- _Texte source_:
——
Cour martiale

Informations sur la décision

Résumé :

Date de l’ouverture du procès : 16 novembre 2004.
Endroit : BFC Shilo, aménagements pour lectures d’entraînement, édifice C-106, Shilo (MB).
Chef d’accusation:
• Chef d’accusation 1 : Art. 129 LDN, acte préjudiciable au bon ordre et à la discipline.
Résultats:
• VERDICT : Chef d’accusation 1 : Coupable.

Contenu de la décision

 

Référence : R. c. Ex-soldat J.A. Kinchen, 2004 CM 43

 

Dossier : S200443

 

 

COUR MARTIALE PERMANENTE

CANADA

MANITOBA

BASE DES FORCES CANADIENNES SHILO

 

Date : 16 novembre 2004

 

PRÉSIDENT : LIEUTENANT-COLONEL M. DUTIL, (juge militaire)

 

SA MAJESTÉ LA REINE

c.

L’ANCIEN SOLDAT KINCHEN

(Accusé)

 

SENTENCE

(Prononcée oralement)

 

 

TRADUCTION FRANÇAISE OFFICIELLE

 

[1]      Ancien soldat Kinchen, levez-vous, s’il vous plaît. Après avoir accepté et enregistré votre plaidoyer de culpabilité au premier chef d’accusation, la Cour vous déclare coupable de chef d’accusation. Vous pouvez maintenant vous asseoir.

 

[2]      Il est depuis longtemps reconnu que le système distinct de justice militaire ou de tribunaux militaires vise à permettre aux forces armées de connaître des affaires ayant directement trait à la discipline, à l’efficacité et au moral de l’armée. Cela dit, la peine imposée par un tribunal, qu’il soit militaire ou civil, devrait représenter la mesure minimale nécessaire adaptée aux circonstances de l’espèce.

 

[3]      Aujourd’hui, pour déterminer la peine, la Cour a examiné l’ensemble des circonstances de l’infraction décrite au cours du processus de détermination de la peine, ainsi que la preuve documentaire déposée; elle a aussi analysé les plaidoiries des avocats, la jurisprudence fournie ainsi que les conséquences directes et indirectes que les conclusions et la peine auront sur vous, et, dans une certaine mesure, les conséquences directes et indirectes que les présentes accusations auront sur votre carrière militaire.
——
- _Données fournies_:
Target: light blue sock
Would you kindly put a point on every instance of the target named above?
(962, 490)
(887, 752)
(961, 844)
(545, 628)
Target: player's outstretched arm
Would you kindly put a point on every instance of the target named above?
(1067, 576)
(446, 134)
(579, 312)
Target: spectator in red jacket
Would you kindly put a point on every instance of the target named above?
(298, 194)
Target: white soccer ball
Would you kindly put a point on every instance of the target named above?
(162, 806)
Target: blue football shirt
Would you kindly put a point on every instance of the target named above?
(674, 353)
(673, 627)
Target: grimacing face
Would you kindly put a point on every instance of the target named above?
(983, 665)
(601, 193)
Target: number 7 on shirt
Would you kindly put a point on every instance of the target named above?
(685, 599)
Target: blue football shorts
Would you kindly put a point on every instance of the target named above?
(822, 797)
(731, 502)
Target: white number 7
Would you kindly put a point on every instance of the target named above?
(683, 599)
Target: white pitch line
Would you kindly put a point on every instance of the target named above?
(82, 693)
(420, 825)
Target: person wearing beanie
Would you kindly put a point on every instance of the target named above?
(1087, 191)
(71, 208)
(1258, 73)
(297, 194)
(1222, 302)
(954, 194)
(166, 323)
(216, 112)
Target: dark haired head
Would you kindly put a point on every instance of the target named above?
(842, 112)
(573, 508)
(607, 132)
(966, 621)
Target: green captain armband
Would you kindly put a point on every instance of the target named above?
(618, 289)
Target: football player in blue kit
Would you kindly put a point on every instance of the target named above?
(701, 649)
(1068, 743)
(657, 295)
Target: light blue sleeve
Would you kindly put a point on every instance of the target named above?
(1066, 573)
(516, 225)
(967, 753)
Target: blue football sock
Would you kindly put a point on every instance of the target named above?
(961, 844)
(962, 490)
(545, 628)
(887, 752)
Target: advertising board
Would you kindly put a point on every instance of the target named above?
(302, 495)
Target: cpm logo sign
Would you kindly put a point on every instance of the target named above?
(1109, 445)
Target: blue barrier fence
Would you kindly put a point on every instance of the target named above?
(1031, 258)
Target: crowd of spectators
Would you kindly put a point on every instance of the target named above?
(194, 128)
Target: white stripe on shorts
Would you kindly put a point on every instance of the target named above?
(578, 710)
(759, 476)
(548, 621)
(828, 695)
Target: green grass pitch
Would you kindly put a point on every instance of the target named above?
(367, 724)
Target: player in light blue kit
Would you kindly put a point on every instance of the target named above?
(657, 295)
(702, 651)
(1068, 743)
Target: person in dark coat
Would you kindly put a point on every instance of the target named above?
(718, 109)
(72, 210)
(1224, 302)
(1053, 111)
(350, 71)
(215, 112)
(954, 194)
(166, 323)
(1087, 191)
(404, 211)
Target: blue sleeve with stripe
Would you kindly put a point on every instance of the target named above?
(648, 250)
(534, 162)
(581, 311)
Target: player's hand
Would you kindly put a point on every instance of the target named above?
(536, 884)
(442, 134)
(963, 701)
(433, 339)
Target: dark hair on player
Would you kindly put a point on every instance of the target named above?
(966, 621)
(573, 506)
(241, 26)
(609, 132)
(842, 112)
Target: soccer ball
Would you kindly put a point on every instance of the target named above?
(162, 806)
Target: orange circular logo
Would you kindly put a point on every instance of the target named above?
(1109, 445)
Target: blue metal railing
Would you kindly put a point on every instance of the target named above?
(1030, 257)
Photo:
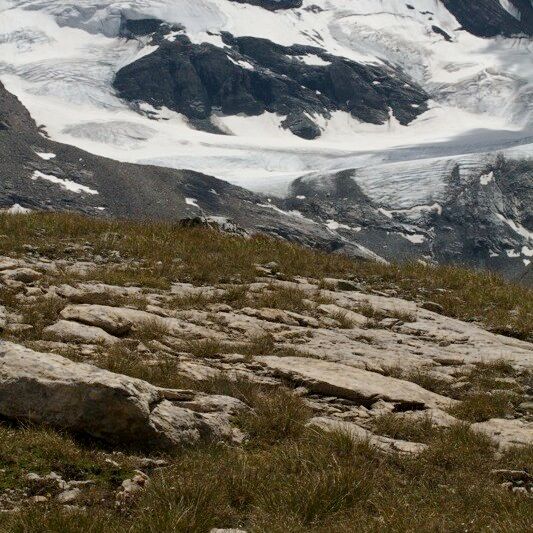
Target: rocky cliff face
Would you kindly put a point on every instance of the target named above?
(488, 18)
(481, 219)
(250, 76)
(373, 131)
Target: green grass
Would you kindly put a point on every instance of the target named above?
(165, 253)
(295, 480)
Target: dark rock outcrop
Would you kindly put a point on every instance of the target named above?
(488, 18)
(252, 75)
(272, 5)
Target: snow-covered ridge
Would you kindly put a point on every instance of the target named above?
(61, 58)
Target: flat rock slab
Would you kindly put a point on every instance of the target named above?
(67, 331)
(120, 321)
(359, 433)
(506, 433)
(334, 379)
(50, 389)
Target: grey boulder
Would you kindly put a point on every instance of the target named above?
(50, 389)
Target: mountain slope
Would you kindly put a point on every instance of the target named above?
(361, 123)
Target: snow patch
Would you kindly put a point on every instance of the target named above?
(518, 228)
(17, 209)
(485, 179)
(415, 238)
(66, 184)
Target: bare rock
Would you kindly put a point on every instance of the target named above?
(113, 320)
(47, 388)
(506, 433)
(334, 379)
(271, 315)
(68, 496)
(358, 433)
(334, 310)
(67, 331)
(24, 275)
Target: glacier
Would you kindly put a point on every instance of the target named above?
(61, 58)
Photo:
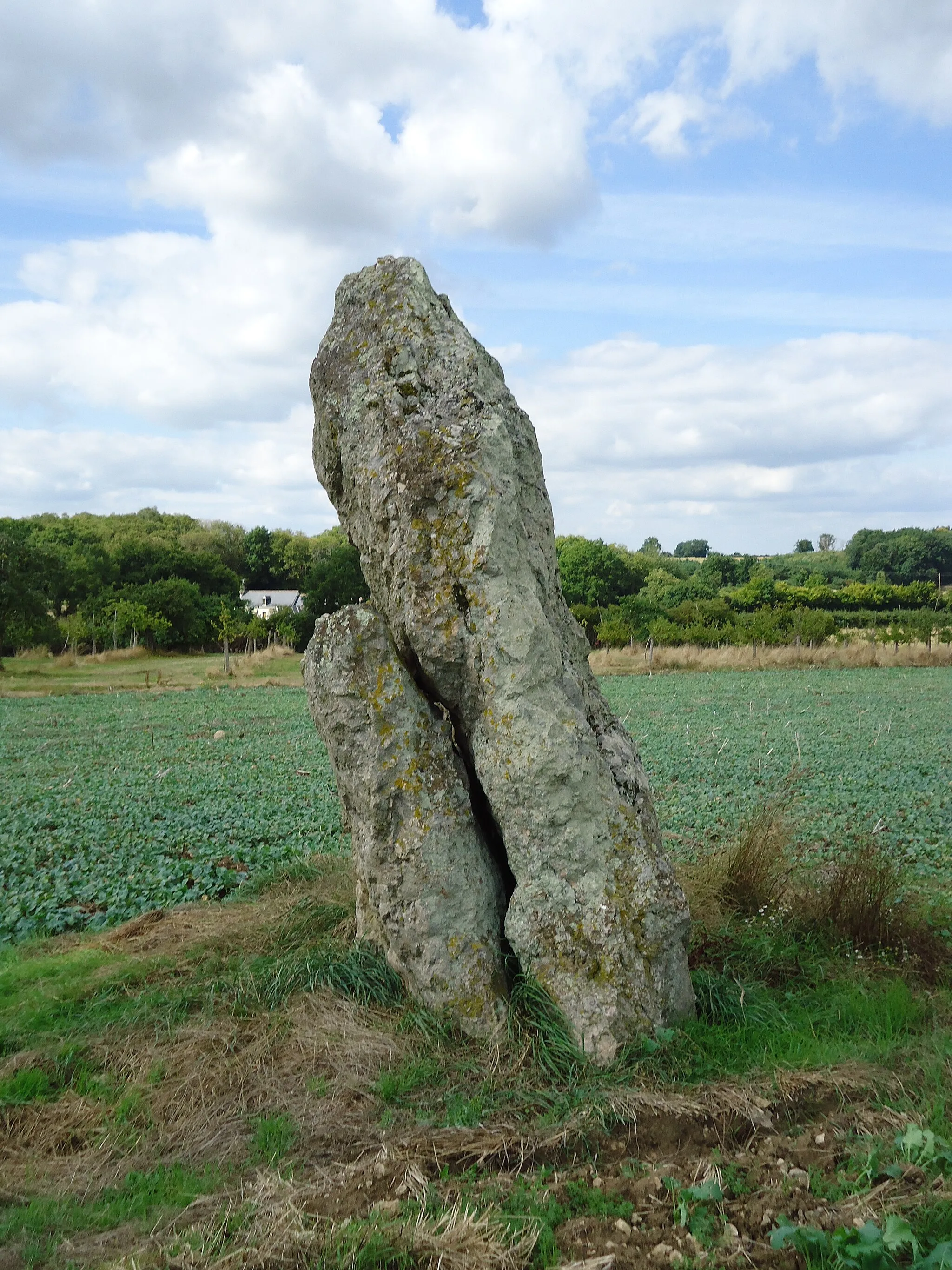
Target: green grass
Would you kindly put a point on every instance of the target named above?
(41, 1223)
(42, 1006)
(111, 805)
(873, 747)
(273, 1138)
——
- _Exercices_:
(a) Reformulez plus brièvement le paragraphe de la décision de la cour martiale qui commence par « Il est depuis longtemps reconnu », en gardant ses faits principaux.
(b) Dans le paragraphe de la décision de la cour martiale qui commence par « Aujourd’hui, pour déterminer la peine », relevez tout ce que la Cour a examiné ou analysé pour fixer la peine.
(c) Retapez sans rien changer le passage de la décision de la cour martiale qui commence aux mots « TRADUCTION FRANÇAISE OFFICIELLE » et s’arrête après « circonstances de l’espèce. ».

- _Réponses_:
(a) Le système distinct de justice militaire est reconnu depuis longtemps : il permet aux forces armées de juger les affaires qui touchent directement la discipline, l’efficacité et le moral de l’armée. La peine imposée par un tribunal, militaire ou civil, devrait toutefois être la mesure minimale nécessaire, adaptée aux circonstances de l’espèce.

(b)
- l’ensemble des circonstances de l’infraction décrite au cours du processus de détermination de la peine
- la preuve documentaire déposée
- les plaidoiries des avocats
- la jurisprudence fournie
- les conséquences directes et indirectes que les conclusions et la peine auront sur l’accusé
- dans une certaine mesure, les conséquences directes et indirectes que les accusations auront sur sa carrière militaire

(c)
TRADUCTION FRANÇAISE OFFICIELLE

 

[1]      Ancien soldat Kinchen, levez-vous, s’il vous plaît. Après avoir accepté et enregistré votre plaidoyer de culpabilité au premier chef d’accusation, la Cour vous déclare coupable de chef d’accusation. Vous pouvez maintenant vous asseoir.

 

[2]      Il est depuis longtemps reconnu que le système distinct de justice militaire ou de tribunaux militaires vise à permettre aux forces armées de connaître des affaires ayant directement trait à la discipline, à l’efficacité et au moral de l’armée. Cela dit, la peine imposée par un tribunal, qu’il soit militaire ou civil, devrait représenter la mesure minimale nécessaire adaptée aux circonstances de l’espèce.